--- START ---

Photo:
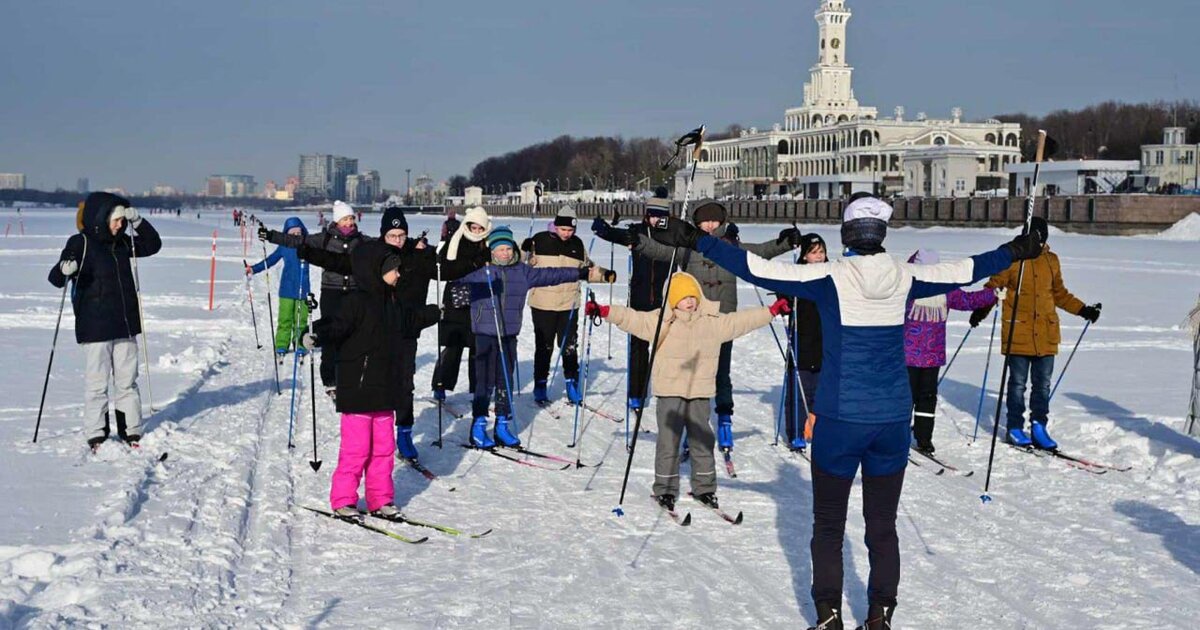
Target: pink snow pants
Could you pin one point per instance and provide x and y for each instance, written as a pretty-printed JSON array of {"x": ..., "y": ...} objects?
[{"x": 369, "y": 442}]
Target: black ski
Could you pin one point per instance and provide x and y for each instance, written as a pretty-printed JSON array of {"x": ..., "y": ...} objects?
[
  {"x": 942, "y": 463},
  {"x": 366, "y": 526}
]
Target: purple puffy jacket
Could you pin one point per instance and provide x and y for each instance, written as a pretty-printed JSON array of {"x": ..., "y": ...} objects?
[{"x": 924, "y": 327}]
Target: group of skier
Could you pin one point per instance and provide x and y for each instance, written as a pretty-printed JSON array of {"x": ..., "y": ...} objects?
[{"x": 865, "y": 341}]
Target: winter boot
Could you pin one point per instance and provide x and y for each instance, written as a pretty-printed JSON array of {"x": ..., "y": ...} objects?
[
  {"x": 573, "y": 391},
  {"x": 1018, "y": 437},
  {"x": 405, "y": 443},
  {"x": 828, "y": 617},
  {"x": 923, "y": 432},
  {"x": 479, "y": 437},
  {"x": 879, "y": 617},
  {"x": 1042, "y": 438},
  {"x": 725, "y": 432},
  {"x": 539, "y": 393},
  {"x": 503, "y": 435},
  {"x": 351, "y": 513},
  {"x": 388, "y": 511}
]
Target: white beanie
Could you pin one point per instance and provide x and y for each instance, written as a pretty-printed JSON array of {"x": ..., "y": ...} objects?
[
  {"x": 868, "y": 208},
  {"x": 342, "y": 210}
]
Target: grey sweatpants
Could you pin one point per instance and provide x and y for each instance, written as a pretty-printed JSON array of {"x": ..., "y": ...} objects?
[
  {"x": 117, "y": 360},
  {"x": 673, "y": 415}
]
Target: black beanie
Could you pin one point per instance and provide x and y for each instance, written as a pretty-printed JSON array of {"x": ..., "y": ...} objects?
[
  {"x": 708, "y": 210},
  {"x": 1038, "y": 226},
  {"x": 393, "y": 219},
  {"x": 809, "y": 243}
]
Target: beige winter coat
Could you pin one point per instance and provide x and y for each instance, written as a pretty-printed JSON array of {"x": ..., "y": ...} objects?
[{"x": 690, "y": 343}]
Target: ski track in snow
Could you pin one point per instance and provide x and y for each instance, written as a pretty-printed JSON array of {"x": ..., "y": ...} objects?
[{"x": 214, "y": 535}]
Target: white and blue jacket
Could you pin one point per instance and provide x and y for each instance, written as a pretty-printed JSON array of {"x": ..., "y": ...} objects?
[{"x": 862, "y": 303}]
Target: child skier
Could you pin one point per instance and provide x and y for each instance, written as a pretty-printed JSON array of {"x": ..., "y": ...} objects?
[
  {"x": 924, "y": 347},
  {"x": 684, "y": 377},
  {"x": 369, "y": 331},
  {"x": 503, "y": 285},
  {"x": 293, "y": 289}
]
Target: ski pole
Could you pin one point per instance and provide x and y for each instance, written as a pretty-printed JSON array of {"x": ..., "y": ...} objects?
[
  {"x": 954, "y": 357},
  {"x": 270, "y": 319},
  {"x": 253, "y": 318},
  {"x": 504, "y": 360},
  {"x": 142, "y": 316},
  {"x": 1072, "y": 355},
  {"x": 695, "y": 138},
  {"x": 54, "y": 345},
  {"x": 1012, "y": 322},
  {"x": 586, "y": 372},
  {"x": 987, "y": 365},
  {"x": 312, "y": 385}
]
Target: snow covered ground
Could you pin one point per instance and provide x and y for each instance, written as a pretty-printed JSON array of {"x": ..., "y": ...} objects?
[{"x": 214, "y": 535}]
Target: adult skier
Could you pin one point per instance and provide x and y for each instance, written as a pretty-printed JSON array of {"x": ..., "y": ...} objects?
[
  {"x": 105, "y": 301},
  {"x": 721, "y": 287},
  {"x": 864, "y": 402},
  {"x": 1035, "y": 342},
  {"x": 555, "y": 309}
]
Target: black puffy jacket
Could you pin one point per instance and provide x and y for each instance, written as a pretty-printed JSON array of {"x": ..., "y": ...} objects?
[
  {"x": 105, "y": 298},
  {"x": 367, "y": 331}
]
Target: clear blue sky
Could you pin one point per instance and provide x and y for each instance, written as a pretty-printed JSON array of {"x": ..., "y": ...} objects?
[{"x": 139, "y": 93}]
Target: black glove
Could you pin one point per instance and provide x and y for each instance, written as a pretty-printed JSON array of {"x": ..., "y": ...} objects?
[
  {"x": 979, "y": 315},
  {"x": 791, "y": 235},
  {"x": 1026, "y": 246},
  {"x": 678, "y": 233},
  {"x": 1091, "y": 313}
]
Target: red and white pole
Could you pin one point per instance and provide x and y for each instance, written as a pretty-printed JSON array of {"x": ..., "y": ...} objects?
[{"x": 213, "y": 270}]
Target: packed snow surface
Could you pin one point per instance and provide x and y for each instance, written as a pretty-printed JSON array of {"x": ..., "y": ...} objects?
[{"x": 215, "y": 537}]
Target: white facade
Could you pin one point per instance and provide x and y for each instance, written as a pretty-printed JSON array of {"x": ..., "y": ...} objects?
[
  {"x": 1174, "y": 161},
  {"x": 1074, "y": 177},
  {"x": 832, "y": 145},
  {"x": 12, "y": 180}
]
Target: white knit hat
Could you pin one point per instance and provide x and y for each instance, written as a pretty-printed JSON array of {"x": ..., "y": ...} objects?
[
  {"x": 342, "y": 210},
  {"x": 868, "y": 208}
]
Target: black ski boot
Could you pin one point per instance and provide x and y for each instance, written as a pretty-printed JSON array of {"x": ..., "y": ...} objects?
[
  {"x": 828, "y": 617},
  {"x": 879, "y": 617}
]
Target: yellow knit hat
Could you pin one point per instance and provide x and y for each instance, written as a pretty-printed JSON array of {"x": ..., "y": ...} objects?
[{"x": 683, "y": 285}]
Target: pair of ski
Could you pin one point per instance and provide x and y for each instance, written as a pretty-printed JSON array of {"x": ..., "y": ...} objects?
[
  {"x": 360, "y": 521},
  {"x": 685, "y": 520},
  {"x": 1073, "y": 461},
  {"x": 565, "y": 463},
  {"x": 943, "y": 465}
]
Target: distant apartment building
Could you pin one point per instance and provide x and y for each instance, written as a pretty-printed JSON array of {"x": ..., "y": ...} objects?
[
  {"x": 324, "y": 175},
  {"x": 363, "y": 187},
  {"x": 229, "y": 186},
  {"x": 1175, "y": 162},
  {"x": 12, "y": 180}
]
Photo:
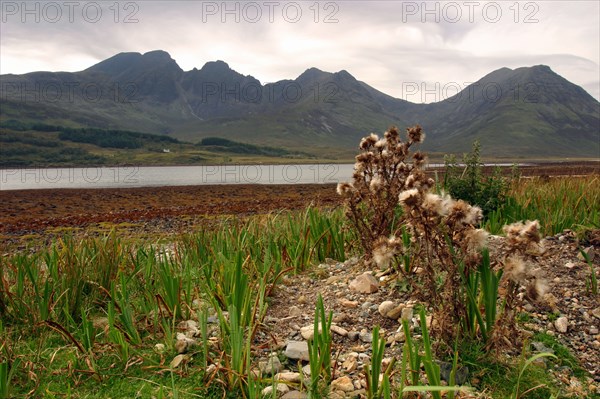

--- END ---

_What the task requires_
Every line of the listing is to be retyped exactly; pictures stay out.

_Result_
Photo:
Target: pink snow pants
Could you pin one point per instance and provide x and y for each instance, written as a pretty-printed JSON array of {"x": ..., "y": ...} objects?
[{"x": 369, "y": 442}]
Target: black ski
Could you pin one point per instance and provide x and y for each instance, written as a pretty-printed JSON array of {"x": ..., "y": ...} objects?
[
  {"x": 942, "y": 463},
  {"x": 366, "y": 526}
]
Target: purple puffy jacket
Could you pin one point per instance and provide x and y for each instance, written as a pretty-printed JSON array of {"x": ..., "y": ...} objects?
[{"x": 924, "y": 327}]
Target: group of skier
Could you pin one point per instance and provide x and y for each instance, written as a pretty-printed JSON array of {"x": ..., "y": ...} objects?
[{"x": 865, "y": 341}]
Target: winter boot
Could you pin one point per instance and provide x and y for each instance, written as a pretty-printed JSON array of {"x": ..., "y": ...} objects?
[
  {"x": 573, "y": 391},
  {"x": 1018, "y": 437},
  {"x": 405, "y": 443},
  {"x": 828, "y": 617},
  {"x": 923, "y": 432},
  {"x": 479, "y": 437},
  {"x": 879, "y": 617},
  {"x": 1042, "y": 438},
  {"x": 725, "y": 432},
  {"x": 539, "y": 393},
  {"x": 503, "y": 435},
  {"x": 351, "y": 513},
  {"x": 388, "y": 511}
]
Target: white beanie
Could you pin one point per instance and provide x and y for each instance, written as a pretty-printed JSON array of {"x": ..., "y": ...} objects?
[
  {"x": 868, "y": 208},
  {"x": 342, "y": 210}
]
Target: grey sweatpants
Could you pin one point per instance and provide x and y for each instance, written as a pretty-printed JSON array of {"x": ..., "y": ...} objects?
[
  {"x": 117, "y": 360},
  {"x": 673, "y": 415}
]
Target: black beanie
Could you pin one point per instance and provide x and y for each instance, written as a pretty-printed JSON array of {"x": ..., "y": ...} objects?
[
  {"x": 708, "y": 210},
  {"x": 1038, "y": 226},
  {"x": 393, "y": 219},
  {"x": 809, "y": 243}
]
Target: beige winter coat
Could you pin one point per instance and provide x and y for each instance, written as a pretty-printed JSON array of {"x": ..., "y": ...} objects?
[{"x": 690, "y": 343}]
Target: ski track in snow
Could you pin one point per instance and provide x and y for each instance, written as a pretty-printed JSON array of {"x": ..., "y": ...} objects?
[{"x": 214, "y": 535}]
Target: white and blue jacket
Could you pin one point per instance and provide x and y for each instance, written as a pretty-printed JSON array of {"x": ..., "y": ...} objects?
[{"x": 862, "y": 303}]
Target: child skier
Could you pin one point per instance and provide x and y for each instance, written as a pretty-printed JSON array of {"x": ..., "y": ...} objects?
[
  {"x": 924, "y": 347},
  {"x": 684, "y": 377},
  {"x": 369, "y": 331},
  {"x": 503, "y": 285},
  {"x": 293, "y": 289}
]
Target: ski pole
Could you pin one point per instance and provide x and y for each instance, written as a pretty-printed JSON array of {"x": ..., "y": ...} objects?
[
  {"x": 954, "y": 357},
  {"x": 270, "y": 319},
  {"x": 253, "y": 318},
  {"x": 504, "y": 360},
  {"x": 142, "y": 316},
  {"x": 1072, "y": 355},
  {"x": 695, "y": 138},
  {"x": 54, "y": 345},
  {"x": 1012, "y": 322},
  {"x": 586, "y": 372},
  {"x": 987, "y": 365},
  {"x": 312, "y": 385}
]
Target: snow covered ground
Could you pin one point per instance and provide x and y for each instance, written as a pretty-printed JSON array of {"x": ..., "y": ...} objects?
[{"x": 214, "y": 535}]
Target: adult skier
Could you pin one point per instance and provide x and y for each instance, written as a pretty-printed JSON array of {"x": ..., "y": ...} objects?
[
  {"x": 105, "y": 301},
  {"x": 721, "y": 287},
  {"x": 864, "y": 402},
  {"x": 1035, "y": 342},
  {"x": 555, "y": 309}
]
Target: black puffy jacket
Could you pin one point per instance and provide x and y for each instance, written as a pretty-printed JSON array of {"x": ..., "y": ...} objects?
[
  {"x": 105, "y": 298},
  {"x": 367, "y": 331}
]
Target: clear blue sky
Could you pin one point per instance and provide x and y for each instance, written as a pretty-printed JSON array of {"x": ..., "y": ...} objects?
[{"x": 139, "y": 93}]
Target: black glove
Could you pin one point per instance and provide x and y for each instance, written as a pretty-printed JSON array of {"x": ..., "y": ...} objects?
[
  {"x": 979, "y": 315},
  {"x": 791, "y": 235},
  {"x": 1026, "y": 246},
  {"x": 678, "y": 233},
  {"x": 1091, "y": 313}
]
Target: red and white pole
Could you pin one point per instance and provide x and y for each instance, written as a pretty-printed JSON array of {"x": ..., "y": ...} objects?
[{"x": 213, "y": 270}]
Target: packed snow surface
Could you pin one point per instance and provide x and y for each instance, written as a pretty-printed JSON array of {"x": ..., "y": ...} objects?
[{"x": 215, "y": 537}]
Target: white facade
Could you pin one point per instance and provide x and y for each instance, written as a pretty-printed JSON array of {"x": ..., "y": ...} objects?
[
  {"x": 1174, "y": 161},
  {"x": 1074, "y": 177},
  {"x": 832, "y": 145},
  {"x": 12, "y": 180}
]
Target: white knit hat
Could you pin one point per instance and provide x and y for each instance, written as a pretty-printed JSON array of {"x": ..., "y": ...} objects?
[
  {"x": 342, "y": 210},
  {"x": 868, "y": 208}
]
Target: black ski boot
Could you pin one point per instance and provide x and y for each instance, written as a pretty-printed JSON array of {"x": ..., "y": ...} objects?
[
  {"x": 828, "y": 617},
  {"x": 879, "y": 617}
]
Target: yellow knit hat
Could you pin one point per instance and provide x and y for each instance, written as a pretty-printed JSON array of {"x": ..., "y": ...} objects?
[{"x": 683, "y": 285}]
Target: pair of ski
Could you pin one point per instance and provide x and y for each instance, written as a pretty-printed JSON array of {"x": ..., "y": ...} objects?
[
  {"x": 360, "y": 521},
  {"x": 685, "y": 520},
  {"x": 1073, "y": 461},
  {"x": 565, "y": 463},
  {"x": 943, "y": 465}
]
Target: distant apartment building
Could you pin one point per instance and provide x and y for each instance, written as a pretty-printed JSON array of {"x": ..., "y": ...} objects?
[
  {"x": 324, "y": 175},
  {"x": 363, "y": 187},
  {"x": 229, "y": 186},
  {"x": 1175, "y": 162},
  {"x": 12, "y": 180}
]
Photo:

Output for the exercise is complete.